Stated exercise:
Transcribe the following items verbatim, reproducing every line, character, and symbol without alteration.
______________________________
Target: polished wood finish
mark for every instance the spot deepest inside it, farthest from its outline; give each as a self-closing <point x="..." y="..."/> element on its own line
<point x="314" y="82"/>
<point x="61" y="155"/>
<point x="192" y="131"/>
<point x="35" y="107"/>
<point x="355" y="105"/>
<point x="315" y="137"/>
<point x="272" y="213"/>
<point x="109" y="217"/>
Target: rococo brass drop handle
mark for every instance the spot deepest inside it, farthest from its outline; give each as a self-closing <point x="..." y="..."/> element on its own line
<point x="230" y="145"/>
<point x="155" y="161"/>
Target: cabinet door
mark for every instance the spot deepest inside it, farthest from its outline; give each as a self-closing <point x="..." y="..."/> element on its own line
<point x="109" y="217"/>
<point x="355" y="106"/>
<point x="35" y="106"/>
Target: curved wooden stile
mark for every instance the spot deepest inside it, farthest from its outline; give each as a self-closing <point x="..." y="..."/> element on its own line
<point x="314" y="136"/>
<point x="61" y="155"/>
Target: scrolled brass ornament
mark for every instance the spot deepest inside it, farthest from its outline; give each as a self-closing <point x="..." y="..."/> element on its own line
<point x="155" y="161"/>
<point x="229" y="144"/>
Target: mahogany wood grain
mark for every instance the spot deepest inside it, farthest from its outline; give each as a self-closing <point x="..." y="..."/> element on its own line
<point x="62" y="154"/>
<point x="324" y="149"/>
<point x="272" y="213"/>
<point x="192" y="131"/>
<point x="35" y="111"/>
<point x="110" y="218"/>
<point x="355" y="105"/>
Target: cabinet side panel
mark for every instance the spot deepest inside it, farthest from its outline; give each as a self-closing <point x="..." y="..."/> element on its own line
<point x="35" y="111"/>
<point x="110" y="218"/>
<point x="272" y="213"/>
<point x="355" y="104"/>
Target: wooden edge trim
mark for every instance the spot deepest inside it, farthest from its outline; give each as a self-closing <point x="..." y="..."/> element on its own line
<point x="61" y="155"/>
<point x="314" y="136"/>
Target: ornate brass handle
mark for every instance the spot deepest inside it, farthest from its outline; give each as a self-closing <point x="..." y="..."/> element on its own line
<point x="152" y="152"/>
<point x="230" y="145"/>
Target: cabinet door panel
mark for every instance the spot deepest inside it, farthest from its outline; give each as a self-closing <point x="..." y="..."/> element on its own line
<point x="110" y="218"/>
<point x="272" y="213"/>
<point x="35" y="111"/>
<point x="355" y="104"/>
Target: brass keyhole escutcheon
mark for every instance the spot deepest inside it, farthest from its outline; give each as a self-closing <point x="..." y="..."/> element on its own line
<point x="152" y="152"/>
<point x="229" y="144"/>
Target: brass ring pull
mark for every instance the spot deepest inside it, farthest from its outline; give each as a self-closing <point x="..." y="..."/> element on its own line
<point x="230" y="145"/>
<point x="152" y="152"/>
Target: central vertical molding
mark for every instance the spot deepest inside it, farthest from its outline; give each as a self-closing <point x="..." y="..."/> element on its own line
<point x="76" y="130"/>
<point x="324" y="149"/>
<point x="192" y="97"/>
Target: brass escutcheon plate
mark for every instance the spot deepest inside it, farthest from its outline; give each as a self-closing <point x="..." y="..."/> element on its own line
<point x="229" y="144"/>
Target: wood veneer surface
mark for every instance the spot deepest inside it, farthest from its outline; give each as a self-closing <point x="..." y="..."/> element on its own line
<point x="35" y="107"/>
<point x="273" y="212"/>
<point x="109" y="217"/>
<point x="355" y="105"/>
______________________________
Completed exercise:
Target: polished wood finish
mark for every instance the spot deepest inside it, farthest from its outline; give each as a self-closing <point x="..." y="..."/> element on its own line
<point x="314" y="82"/>
<point x="61" y="155"/>
<point x="192" y="131"/>
<point x="35" y="107"/>
<point x="355" y="105"/>
<point x="315" y="137"/>
<point x="272" y="213"/>
<point x="109" y="217"/>
Target: rococo brass drop handle
mark for every instance the spot deepest inside it, farthest from its outline; give each as a self-closing <point x="..." y="..."/> element on its own line
<point x="230" y="145"/>
<point x="155" y="161"/>
Target: cabinet door
mark for every instance the spot deepest inside it, farthest from its outline; give each as a self-closing <point x="..." y="..."/> element on its own line
<point x="109" y="217"/>
<point x="355" y="106"/>
<point x="35" y="106"/>
Target: curved wooden stile
mark for every instance the spot deepest inside it, farthest from its outline; give each as a self-closing <point x="..." y="..."/> element on its own line
<point x="314" y="136"/>
<point x="61" y="155"/>
Target: scrolled brass ornament
mark for every instance the spot deepest inside it, farthest from its outline; give each as a self-closing <point x="..." y="..."/> element on its own line
<point x="155" y="161"/>
<point x="229" y="144"/>
Target: mahogany wood grain
mark for every instance the spot deepest inside it, farthest from its outline; give each as a self-closing <point x="..." y="..."/> element on its own line
<point x="62" y="154"/>
<point x="324" y="149"/>
<point x="272" y="213"/>
<point x="192" y="131"/>
<point x="35" y="111"/>
<point x="110" y="218"/>
<point x="355" y="105"/>
Target: cabinet side panel
mark for every instance the spot deepest inside it, farthest from its outline; give each as a self-closing <point x="..." y="..."/> element on its own line
<point x="35" y="111"/>
<point x="110" y="218"/>
<point x="272" y="213"/>
<point x="355" y="104"/>
Target: wooden edge trim
mark for every instance the spot deepest inside it, farthest from its outline; give each as a self-closing <point x="..." y="..."/> element on its own line
<point x="61" y="155"/>
<point x="314" y="136"/>
Target: ornate brass handle
mark for every instance the spot deepest inside it, farthest from its outline; give each as a self-closing <point x="..." y="..."/> element on its own line
<point x="152" y="152"/>
<point x="230" y="145"/>
Target: cabinet door panel
mark for every instance the spot deepest inside it, farthest from its outline; give each as a self-closing <point x="..." y="..."/> element on its own line
<point x="110" y="218"/>
<point x="272" y="213"/>
<point x="35" y="111"/>
<point x="355" y="104"/>
Target: brass keyhole escutcheon
mark for every instance the spot deepest inside it, farthest from its outline; give each as a self-closing <point x="..." y="..."/> element on its own line
<point x="152" y="152"/>
<point x="229" y="144"/>
Target: brass ring pull
mark for every instance the spot deepest inside it, farthest from its outline; give each as a self-closing <point x="..." y="..."/> element on its own line
<point x="230" y="145"/>
<point x="152" y="152"/>
Target: central vertical molding
mark for every instance the spot deepest inside it, farthest from its outline; give each as a self-closing <point x="..." y="..."/> element on its own line
<point x="76" y="130"/>
<point x="324" y="149"/>
<point x="192" y="97"/>
Target: brass escutcheon plate
mark for every instance the spot deepest inside it, farthest from its outline; give each as a self-closing <point x="..." y="..."/> element on its own line
<point x="229" y="144"/>
Target: wood veneer surface
mark for every instance the spot deepest inside it, farthest from its outline; give each as a self-closing <point x="..." y="..."/> element on its own line
<point x="35" y="107"/>
<point x="273" y="212"/>
<point x="109" y="217"/>
<point x="355" y="105"/>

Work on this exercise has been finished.